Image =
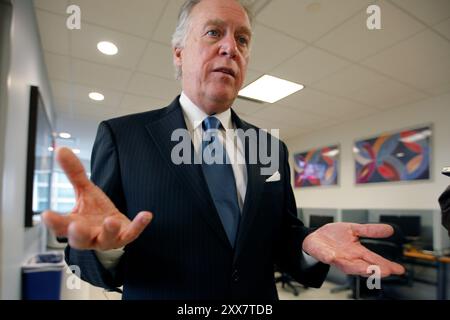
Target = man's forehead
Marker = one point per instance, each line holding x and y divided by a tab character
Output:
221	12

* * * * * * * * *

__Task to carry out__. Retype the lines beginning at the one containing "Marker = one" and ending at the final line of the material, both included.

__Task solution__.
Marker = one point per instance, each line holding x and y divided by a tab character
Output:
221	12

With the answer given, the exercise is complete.